Records drawn from a data source:
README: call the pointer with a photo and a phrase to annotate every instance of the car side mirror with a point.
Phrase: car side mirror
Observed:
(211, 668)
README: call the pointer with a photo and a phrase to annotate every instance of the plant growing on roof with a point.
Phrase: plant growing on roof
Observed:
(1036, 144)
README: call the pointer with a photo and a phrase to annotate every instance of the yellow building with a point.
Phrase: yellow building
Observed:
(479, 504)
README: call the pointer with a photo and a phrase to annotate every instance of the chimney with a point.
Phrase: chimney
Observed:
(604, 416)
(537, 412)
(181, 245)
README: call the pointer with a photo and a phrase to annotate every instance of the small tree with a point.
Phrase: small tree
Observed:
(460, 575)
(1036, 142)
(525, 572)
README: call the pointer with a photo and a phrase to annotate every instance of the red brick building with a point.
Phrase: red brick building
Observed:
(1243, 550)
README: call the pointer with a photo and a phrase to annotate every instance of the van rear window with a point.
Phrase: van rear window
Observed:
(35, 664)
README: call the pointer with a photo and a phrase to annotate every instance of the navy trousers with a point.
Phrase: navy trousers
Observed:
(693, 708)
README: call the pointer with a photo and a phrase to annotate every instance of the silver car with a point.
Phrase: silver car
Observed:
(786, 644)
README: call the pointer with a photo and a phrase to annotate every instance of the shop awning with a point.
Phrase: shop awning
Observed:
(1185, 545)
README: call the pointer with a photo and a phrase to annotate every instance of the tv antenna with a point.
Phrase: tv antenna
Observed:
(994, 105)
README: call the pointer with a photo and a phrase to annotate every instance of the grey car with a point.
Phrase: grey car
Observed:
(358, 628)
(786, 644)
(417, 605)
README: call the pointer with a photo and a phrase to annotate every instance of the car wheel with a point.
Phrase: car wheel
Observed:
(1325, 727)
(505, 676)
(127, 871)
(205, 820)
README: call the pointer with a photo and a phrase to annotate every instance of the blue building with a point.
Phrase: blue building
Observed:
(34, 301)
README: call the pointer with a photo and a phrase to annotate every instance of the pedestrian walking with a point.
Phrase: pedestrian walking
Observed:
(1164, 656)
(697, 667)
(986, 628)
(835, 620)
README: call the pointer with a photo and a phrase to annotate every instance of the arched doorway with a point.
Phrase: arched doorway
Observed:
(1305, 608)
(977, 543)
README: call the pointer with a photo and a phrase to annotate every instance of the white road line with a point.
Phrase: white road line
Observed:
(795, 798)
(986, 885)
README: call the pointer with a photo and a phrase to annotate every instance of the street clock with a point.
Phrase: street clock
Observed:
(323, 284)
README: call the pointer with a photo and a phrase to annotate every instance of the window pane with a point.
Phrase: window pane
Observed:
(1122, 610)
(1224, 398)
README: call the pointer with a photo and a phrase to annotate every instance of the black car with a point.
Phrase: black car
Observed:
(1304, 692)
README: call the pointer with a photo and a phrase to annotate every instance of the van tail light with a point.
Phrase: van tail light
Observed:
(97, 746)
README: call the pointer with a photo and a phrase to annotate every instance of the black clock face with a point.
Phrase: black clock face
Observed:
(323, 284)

■ Goal:
Can you express every line of the listing above as a Markdown table with the columns Row and Line, numbering each line and leaving out any blank ones?

■ Answer to the exercise:
| Row | Line |
|---|---|
| 1 | README: call the pointer with a photo and a phrase to annotate every instance of the car side mirror with a point. |
| 2 | Phrase: car side mirror |
| 3 | Observed: |
| 4 | (211, 668) |
| 5 | README: call the pointer with a photo and a phrase to annotate every instance of the plant growing on roof with a point. |
| 6 | Phrase: plant growing on roof |
| 7 | Observed: |
| 8 | (1036, 144) |
| 9 | README: call the pointer with a photo and a phrase to annotate every instance of the yellow building with a point. |
| 10 | Phrase: yellow building |
| 11 | Observed: |
| 12 | (479, 504) |
| 13 | README: call the pointer with a photo and a phrase to annotate every instance of the chimney with a point. |
| 14 | Phrase: chimney |
| 15 | Observed: |
| 16 | (604, 416) |
| 17 | (537, 412) |
| 18 | (181, 245) |
| 19 | README: call the pointer with a photo and a phrase to annotate every instance of the small tree with a point. |
| 20 | Phrase: small tree |
| 21 | Observed: |
| 22 | (460, 575) |
| 23 | (1036, 142) |
| 24 | (525, 572) |
| 25 | README: call the pointer with a photo and a phrase to annotate every instance of the red brick building with a point. |
| 26 | Phrase: red brick building |
| 27 | Observed: |
| 28 | (1243, 550) |
| 29 | README: call the pointer with a photo and a phrase to annotate every instance of the van rear window with a point. |
| 30 | Phrase: van rear window |
| 31 | Observed: |
| 32 | (35, 664) |
| 33 | README: call the pointer with a photo and a phrase to annotate every instance of the navy trousers with a point. |
| 34 | Phrase: navy trousers |
| 35 | Observed: |
| 36 | (693, 708) |
| 37 | README: call the pointer with a photo and a phrase to annotate every instance of the silver car with a point. |
| 38 | Phrase: silver car |
| 39 | Observed: |
| 40 | (786, 644) |
| 41 | README: call the pointer with a photo and a phrase to annotate every instance of the shop awning with a point. |
| 42 | Phrase: shop awning |
| 43 | Observed: |
| 44 | (1185, 545) |
| 45 | README: call the pointer with a photo and a phrase to annotate every instance of the tv antenna with a point. |
| 46 | Phrase: tv antenna |
| 47 | Observed: |
| 48 | (994, 105) |
| 49 | README: call the pointer with a photo and a phrase to annotate every instance of the grey car with a point. |
| 50 | Phrase: grey car |
| 51 | Observed: |
| 52 | (358, 628) |
| 53 | (786, 644) |
| 54 | (417, 605) |
| 55 | README: call the pointer with a photo and a phrase to annotate every instance of the car wheel with a point. |
| 56 | Phrase: car wheel |
| 57 | Observed: |
| 58 | (1325, 727) |
| 59 | (505, 676) |
| 60 | (127, 871) |
| 61 | (205, 820) |
| 62 | README: call the pointer with a photo and a phrase to annotate every instance of the blue building with a point. |
| 63 | Phrase: blue building |
| 64 | Observed: |
| 65 | (34, 301) |
| 66 | README: call the pointer with a photo and a phrase to annotate every instance of the pedestrian walking with a point. |
| 67 | Phrase: pedestrian walking |
| 68 | Observed: |
| 69 | (1164, 656) |
| 70 | (697, 667) |
| 71 | (986, 628) |
| 72 | (835, 620) |
| 73 | README: call the pointer with a photo and a phrase to annotate every instance of the arched doorway with a point. |
| 74 | Phrase: arched doorway |
| 75 | Observed: |
| 76 | (1305, 608) |
| 77 | (977, 543) |
| 78 | README: call the pointer with a photo and a phrase to annotate every instance of the white road line with a point. |
| 79 | Phrase: white road line |
| 80 | Observed: |
| 81 | (795, 798) |
| 82 | (986, 885) |
| 83 | README: call the pointer with a photo and a phrase to annotate every instance of the street clock with a point. |
| 84 | Phrase: street clock |
| 85 | Observed: |
| 86 | (323, 284) |
| 87 | README: call the pointer with a photo and a phrase to annotate every instance of the window pane with a point. |
| 88 | Phrase: window pane |
| 89 | Observed: |
| 90 | (1122, 610) |
| 91 | (1224, 398) |
| 92 | README: call the pointer with a photo and a phrase to annotate every instance of the black car with a point. |
| 93 | Phrase: black car |
| 94 | Observed: |
| 95 | (1304, 692) |
| 96 | README: call the pointer with a photo and a phrase to annotate every instance of the van tail light with a point. |
| 97 | Phrase: van tail light |
| 98 | Observed: |
| 99 | (97, 746) |
| 100 | README: call the pointer with a photo and a phrase to annotate every instance of the black clock face with a point. |
| 101 | Phrase: black clock face |
| 102 | Observed: |
| 103 | (323, 284) |